# Aim of the task
Please rewrite in full the stretch from the line containing "target | sidewalk" through the end of the records, with both ends included and every line kept. Scale each point coordinate by 1.75 and round to whole numbers, with halves going up.

# Supplied records
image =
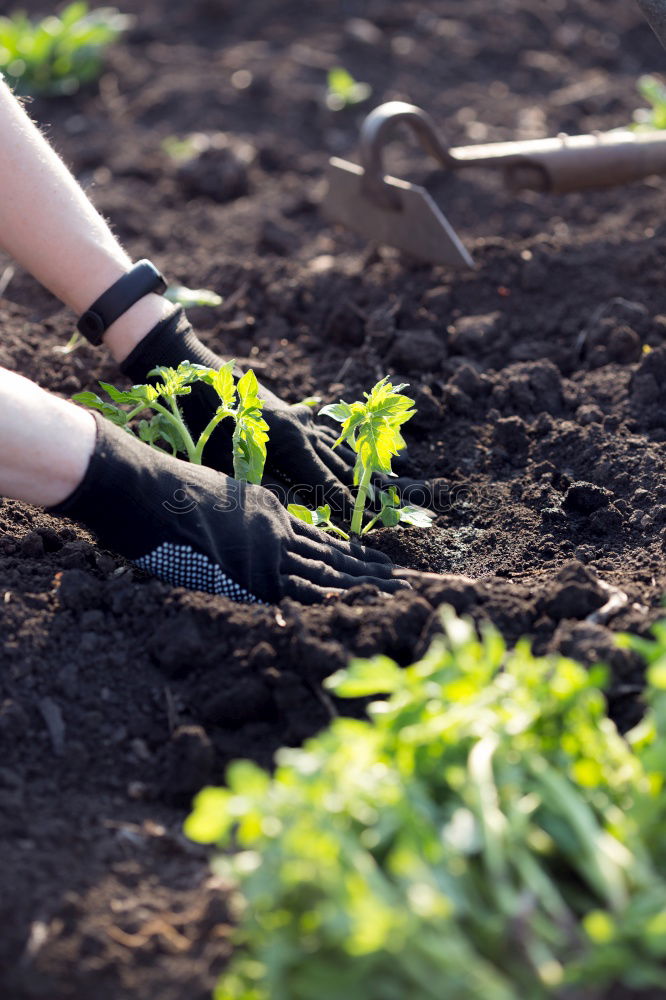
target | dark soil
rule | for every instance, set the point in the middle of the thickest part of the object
(540, 380)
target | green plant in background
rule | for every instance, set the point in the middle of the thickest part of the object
(372, 430)
(187, 297)
(319, 518)
(344, 91)
(654, 93)
(239, 401)
(59, 53)
(486, 834)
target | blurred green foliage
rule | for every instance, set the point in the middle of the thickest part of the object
(58, 54)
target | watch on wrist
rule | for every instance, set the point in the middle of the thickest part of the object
(140, 280)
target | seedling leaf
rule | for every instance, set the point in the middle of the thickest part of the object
(184, 296)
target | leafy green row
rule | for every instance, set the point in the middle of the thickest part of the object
(486, 835)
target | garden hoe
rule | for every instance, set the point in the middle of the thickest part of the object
(391, 211)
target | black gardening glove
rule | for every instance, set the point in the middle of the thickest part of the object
(301, 465)
(197, 528)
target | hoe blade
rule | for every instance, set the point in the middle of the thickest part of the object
(415, 225)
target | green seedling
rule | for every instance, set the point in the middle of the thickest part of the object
(58, 54)
(372, 430)
(654, 117)
(319, 518)
(167, 431)
(187, 297)
(484, 832)
(344, 91)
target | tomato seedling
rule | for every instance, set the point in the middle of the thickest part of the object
(239, 401)
(319, 518)
(372, 430)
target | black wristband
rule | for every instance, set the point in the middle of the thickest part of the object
(142, 279)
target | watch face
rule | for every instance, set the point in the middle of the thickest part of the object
(91, 325)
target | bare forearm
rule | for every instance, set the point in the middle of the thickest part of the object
(50, 227)
(47, 442)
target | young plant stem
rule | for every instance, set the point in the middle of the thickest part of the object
(176, 419)
(333, 528)
(371, 523)
(359, 503)
(205, 434)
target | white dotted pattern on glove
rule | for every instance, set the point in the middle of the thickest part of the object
(183, 566)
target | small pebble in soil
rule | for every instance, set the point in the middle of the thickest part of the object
(585, 498)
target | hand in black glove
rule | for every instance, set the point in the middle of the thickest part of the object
(198, 528)
(300, 457)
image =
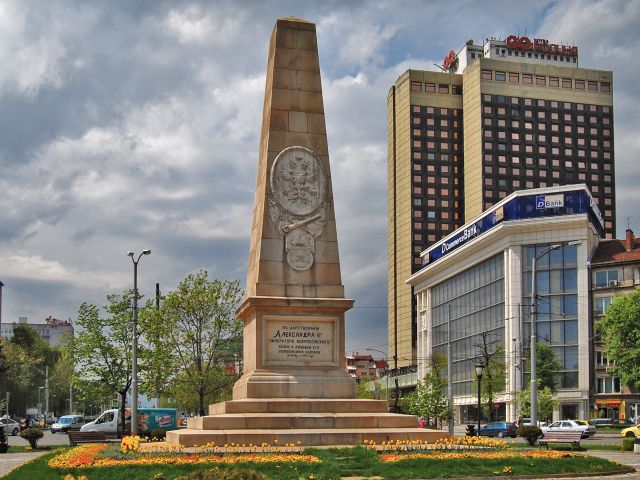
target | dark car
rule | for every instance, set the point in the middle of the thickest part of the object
(499, 429)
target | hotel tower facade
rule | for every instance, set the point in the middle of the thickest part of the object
(505, 116)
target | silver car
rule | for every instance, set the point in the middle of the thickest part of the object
(11, 427)
(571, 426)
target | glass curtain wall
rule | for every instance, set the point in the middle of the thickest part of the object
(473, 301)
(557, 320)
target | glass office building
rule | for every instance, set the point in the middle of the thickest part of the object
(474, 293)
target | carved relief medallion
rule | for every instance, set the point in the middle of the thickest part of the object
(298, 202)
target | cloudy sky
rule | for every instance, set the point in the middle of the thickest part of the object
(127, 125)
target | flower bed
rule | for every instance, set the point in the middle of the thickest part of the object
(93, 455)
(457, 455)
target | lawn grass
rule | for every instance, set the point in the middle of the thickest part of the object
(337, 463)
(567, 448)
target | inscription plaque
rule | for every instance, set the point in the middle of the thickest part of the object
(301, 341)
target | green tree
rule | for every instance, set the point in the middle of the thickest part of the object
(101, 350)
(363, 390)
(429, 399)
(620, 328)
(197, 325)
(546, 402)
(495, 371)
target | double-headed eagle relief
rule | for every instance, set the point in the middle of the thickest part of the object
(297, 204)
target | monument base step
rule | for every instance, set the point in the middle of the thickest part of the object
(301, 420)
(299, 405)
(307, 437)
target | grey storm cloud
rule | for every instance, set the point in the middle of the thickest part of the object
(131, 125)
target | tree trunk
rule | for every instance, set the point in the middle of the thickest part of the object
(201, 403)
(123, 396)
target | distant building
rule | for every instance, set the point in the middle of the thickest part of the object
(52, 331)
(364, 367)
(615, 270)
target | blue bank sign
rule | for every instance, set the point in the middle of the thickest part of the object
(550, 201)
(520, 208)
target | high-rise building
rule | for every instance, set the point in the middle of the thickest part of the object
(505, 116)
(55, 332)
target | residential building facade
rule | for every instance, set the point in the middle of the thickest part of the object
(52, 331)
(615, 270)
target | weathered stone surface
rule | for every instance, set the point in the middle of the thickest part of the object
(295, 387)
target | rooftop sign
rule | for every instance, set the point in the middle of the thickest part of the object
(540, 45)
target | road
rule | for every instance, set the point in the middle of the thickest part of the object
(597, 439)
(459, 430)
(49, 439)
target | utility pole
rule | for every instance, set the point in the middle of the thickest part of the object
(449, 380)
(1, 285)
(46, 394)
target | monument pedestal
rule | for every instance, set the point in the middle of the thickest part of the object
(310, 421)
(293, 348)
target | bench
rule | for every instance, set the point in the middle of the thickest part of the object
(89, 437)
(561, 437)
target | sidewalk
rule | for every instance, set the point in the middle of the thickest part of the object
(9, 461)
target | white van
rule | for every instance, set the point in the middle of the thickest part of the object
(68, 423)
(149, 419)
(107, 422)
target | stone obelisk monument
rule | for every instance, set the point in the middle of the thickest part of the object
(295, 387)
(294, 304)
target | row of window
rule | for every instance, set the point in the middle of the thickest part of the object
(528, 113)
(540, 103)
(542, 150)
(515, 126)
(543, 138)
(544, 80)
(443, 88)
(539, 166)
(540, 56)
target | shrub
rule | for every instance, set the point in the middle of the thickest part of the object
(529, 433)
(627, 444)
(32, 436)
(223, 474)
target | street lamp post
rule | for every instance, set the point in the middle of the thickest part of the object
(39, 403)
(386, 370)
(134, 341)
(479, 373)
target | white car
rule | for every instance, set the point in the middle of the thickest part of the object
(527, 422)
(571, 426)
(11, 427)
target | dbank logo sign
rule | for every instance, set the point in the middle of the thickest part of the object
(549, 201)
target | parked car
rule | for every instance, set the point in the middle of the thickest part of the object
(631, 431)
(571, 426)
(599, 422)
(10, 426)
(527, 422)
(67, 423)
(499, 429)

# Exercise output
target | sidewalk
rule | for every instance, set the point in the middle of the thickest part of the object
(16, 807)
target | white van
rule | for every instance, set the point in the middle of the thickest part of the object
(119, 740)
(261, 733)
(187, 739)
target | stone obelisk monument
rule | for every instance, set the point in the middle of the thickest part of the object
(516, 677)
(515, 532)
target | row of window
rule | for every instance, set the point in the middle of the thickest part of the object
(924, 198)
(945, 180)
(949, 263)
(901, 221)
(950, 242)
(952, 140)
(775, 154)
(943, 291)
(945, 98)
target | shrub
rule | for every instance, set the point in the middle of the thickest part of the object
(926, 758)
(1097, 777)
(56, 763)
(390, 830)
target | street lamp post
rule | for every instance, set the point in the middle of the thickest part of the object
(68, 705)
(676, 648)
(235, 597)
(838, 653)
target | white car
rule | for every instance, set the point in the middle of the thickest part of the object
(922, 739)
(999, 746)
(19, 747)
target | dbank logo sign
rule | for every instance, set the point in the middle of the thickest part of the object
(961, 352)
target | parked car
rule | for every instance, set the point in the middle of the thickest part of the object
(1104, 754)
(999, 746)
(1048, 739)
(18, 746)
(922, 739)
(117, 740)
(873, 751)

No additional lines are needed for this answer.